PAGE TEXT:

Begin

An embarrassment of riches, I suppose it could be called. Having two series going at once.
That’s where I am now. My publisher “paused” both these series, and says they want to publish more. Eventually. But I decided that dealing with publishers right now was pretty much over. Nice people, they mean well, but have some dumb ideas about promotion and marketing. They concentrate on sales to libraries. Hey, me too! I spend my own money to send postcards to about 600 libraries all over the country when I have a new book releasing, and about 30 of those usually get extra treatment by prepared packages of fun promo; a one-of-a-kind mouse pad, book bag, and bookmarks along with an amusing sales sheet, like the one below.
It’s encouragement to, perhaps, make a display in the library of Sherlockian matter. In some previous packages, I also included deerstalker hats with the logo of the book on the brim (below, along with event giveaways).

End

[Detection examples]
Begin

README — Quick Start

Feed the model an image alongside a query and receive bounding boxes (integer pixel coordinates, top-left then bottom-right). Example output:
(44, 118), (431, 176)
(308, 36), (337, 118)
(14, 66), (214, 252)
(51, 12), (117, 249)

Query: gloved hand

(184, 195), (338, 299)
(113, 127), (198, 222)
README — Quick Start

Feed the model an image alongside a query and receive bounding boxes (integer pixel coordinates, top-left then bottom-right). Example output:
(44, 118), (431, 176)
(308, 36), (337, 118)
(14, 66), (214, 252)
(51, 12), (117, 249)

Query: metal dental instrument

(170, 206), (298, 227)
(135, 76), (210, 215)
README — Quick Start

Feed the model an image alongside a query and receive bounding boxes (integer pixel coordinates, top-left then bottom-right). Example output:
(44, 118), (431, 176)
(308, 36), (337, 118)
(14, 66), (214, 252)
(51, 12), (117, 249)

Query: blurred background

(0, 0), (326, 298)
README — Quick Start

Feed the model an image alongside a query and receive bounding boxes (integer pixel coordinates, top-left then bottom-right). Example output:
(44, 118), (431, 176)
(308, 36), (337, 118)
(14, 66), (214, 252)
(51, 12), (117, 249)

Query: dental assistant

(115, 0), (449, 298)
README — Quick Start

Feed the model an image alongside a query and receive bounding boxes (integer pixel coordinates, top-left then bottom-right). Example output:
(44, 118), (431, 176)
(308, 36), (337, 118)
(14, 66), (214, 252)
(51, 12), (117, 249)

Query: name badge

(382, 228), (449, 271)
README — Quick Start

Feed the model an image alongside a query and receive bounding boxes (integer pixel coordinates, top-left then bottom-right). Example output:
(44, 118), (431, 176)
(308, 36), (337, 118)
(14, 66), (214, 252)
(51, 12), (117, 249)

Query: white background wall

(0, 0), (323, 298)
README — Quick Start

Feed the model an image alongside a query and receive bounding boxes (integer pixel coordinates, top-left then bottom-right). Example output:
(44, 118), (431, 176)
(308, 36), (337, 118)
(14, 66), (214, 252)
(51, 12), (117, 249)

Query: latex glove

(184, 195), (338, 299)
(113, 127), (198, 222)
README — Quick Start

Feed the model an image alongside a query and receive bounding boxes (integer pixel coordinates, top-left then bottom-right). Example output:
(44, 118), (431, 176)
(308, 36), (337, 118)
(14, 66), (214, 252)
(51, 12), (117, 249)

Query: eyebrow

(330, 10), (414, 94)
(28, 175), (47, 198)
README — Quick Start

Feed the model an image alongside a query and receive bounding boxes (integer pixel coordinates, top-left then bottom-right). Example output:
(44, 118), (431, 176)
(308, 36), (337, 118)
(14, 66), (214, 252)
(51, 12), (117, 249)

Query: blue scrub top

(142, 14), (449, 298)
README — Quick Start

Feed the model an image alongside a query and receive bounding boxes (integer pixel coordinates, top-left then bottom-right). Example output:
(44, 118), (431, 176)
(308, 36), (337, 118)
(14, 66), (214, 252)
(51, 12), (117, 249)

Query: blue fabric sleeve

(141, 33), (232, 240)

End

DIRECTION: Repeat word for word the part of the text on book promotion that begins with the words "An embarrassment of" and ends with "the one below.". The records have no connection to the text.

EXERCISE ANSWER:
An embarrassment of riches, I suppose it could be called. Having two series going at once.
That’s where I am now. My publisher “paused” both these series, and says they want to publish more. Eventually. But I decided that dealing with publishers right now was pretty much over. Nice people, they mean well, but have some dumb ideas about promotion and marketing. They concentrate on sales to libraries. Hey, me too! I spend my own money to send postcards to about 600 libraries all over the country when I have a new book releasing, and about 30 of those usually get extra treatment by prepared packages of fun promo; a one-of-a-kind mouse pad, book bag, and bookmarks along with an amusing sales sheet, like the one below.